Problem 1
Please return the part of the Hippolyte Rocks text starting with "Hippolyte Rocks consists" and going on through "depth of 40 m.", copied word for word.
Problem 2
From the Hippolyte Rocks text, list every name it gives for the granite island and for the adjacent rocks and reefs.

Given text
==============================

Hippolyte Rocks consists of a small granite island with an area of 5.3 ha ("Big Hippolyte", or "Greater Hippolyte"), and adjacent rocks and reefs ("Little Hippolyte" or "Lesser Hippolyte"; the Needle, and the Pie), in south-eastern Australia. They are part of the Tasman Island Group, lying close to the south-eastern coast of Tasmania around the Tasman Peninsula. The island has a flat top and is surrounded by steep cliffs up to in height, and is part of the Tasman National Park.

The waters surrounding the islands, including the nearby Trident Reef, are part of the Great Southern Reef, and have been described as being the best, though among the most challenging, dive sites in Tasmania. There are two shipwrecks between the Hippolytes, including the 1883 Tasman, which lies at a depth of 70 m, and the 1915 Nord, which lies at a depth of 40 m.

==============================

Data records
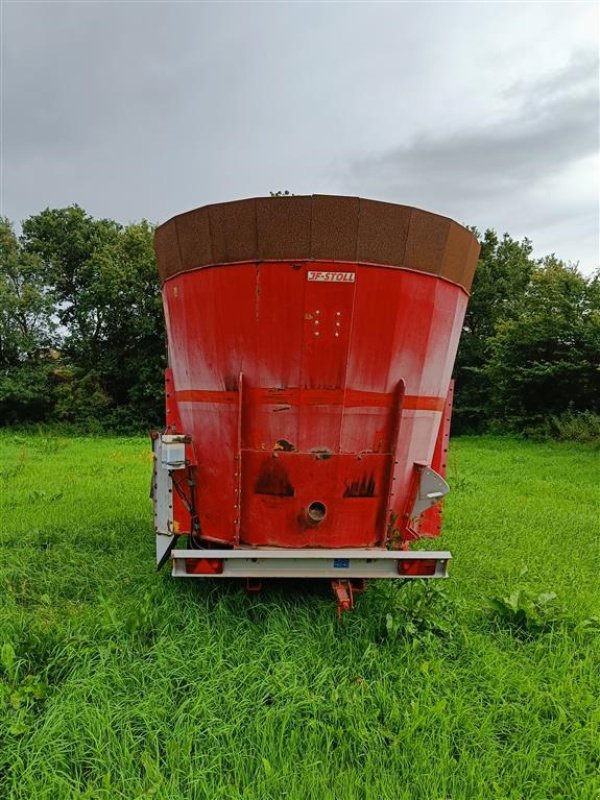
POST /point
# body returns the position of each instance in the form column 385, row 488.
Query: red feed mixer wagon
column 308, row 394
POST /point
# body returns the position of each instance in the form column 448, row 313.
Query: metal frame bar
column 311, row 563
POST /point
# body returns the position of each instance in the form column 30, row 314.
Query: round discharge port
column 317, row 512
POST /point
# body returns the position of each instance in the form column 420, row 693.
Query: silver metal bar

==============================

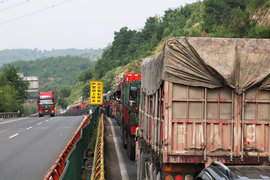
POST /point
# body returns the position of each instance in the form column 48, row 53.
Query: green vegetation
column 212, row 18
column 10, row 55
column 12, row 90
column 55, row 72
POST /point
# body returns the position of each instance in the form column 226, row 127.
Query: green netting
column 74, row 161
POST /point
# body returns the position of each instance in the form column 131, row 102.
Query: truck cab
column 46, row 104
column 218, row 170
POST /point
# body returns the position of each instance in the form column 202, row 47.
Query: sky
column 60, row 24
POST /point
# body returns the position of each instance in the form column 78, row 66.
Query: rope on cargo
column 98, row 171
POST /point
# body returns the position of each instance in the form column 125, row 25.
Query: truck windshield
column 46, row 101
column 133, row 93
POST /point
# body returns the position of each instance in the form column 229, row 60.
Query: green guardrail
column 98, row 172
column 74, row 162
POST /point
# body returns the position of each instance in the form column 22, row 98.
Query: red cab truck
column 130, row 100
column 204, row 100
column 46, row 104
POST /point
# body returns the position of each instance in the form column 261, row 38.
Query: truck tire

==============================

Exercise output 1
Hippolyte Rocks consists of a small granite island with an area of 5.3 ha ("Big Hippolyte", or "Greater Hippolyte"), and adjacent rocks and reefs ("Little Hippolyte" or "Lesser Hippolyte"; the Needle, and the Pie), in south-eastern Australia. They are part of the Tasman Island Group, lying close to the south-eastern coast of Tasmania around the Tasman Peninsula. The island has a flat top and is surrounded by steep cliffs up to in height, and is part of the Tasman National Park.

The waters surrounding the islands, including the nearby Trident Reef, are part of the Great Southern Reef, and have been described as being the best, though among the most challenging, dive sites in Tasmania. There are two shipwrecks between the Hippolytes, including the 1883 Tasman, which lies at a depth of 70 m, and the 1915 Nord, which lies at a depth of 40 m.

Exercise output 2
Big Hippolyte
Greater Hippolyte
Little Hippolyte
Lesser Hippolyte
the Needle
the Pie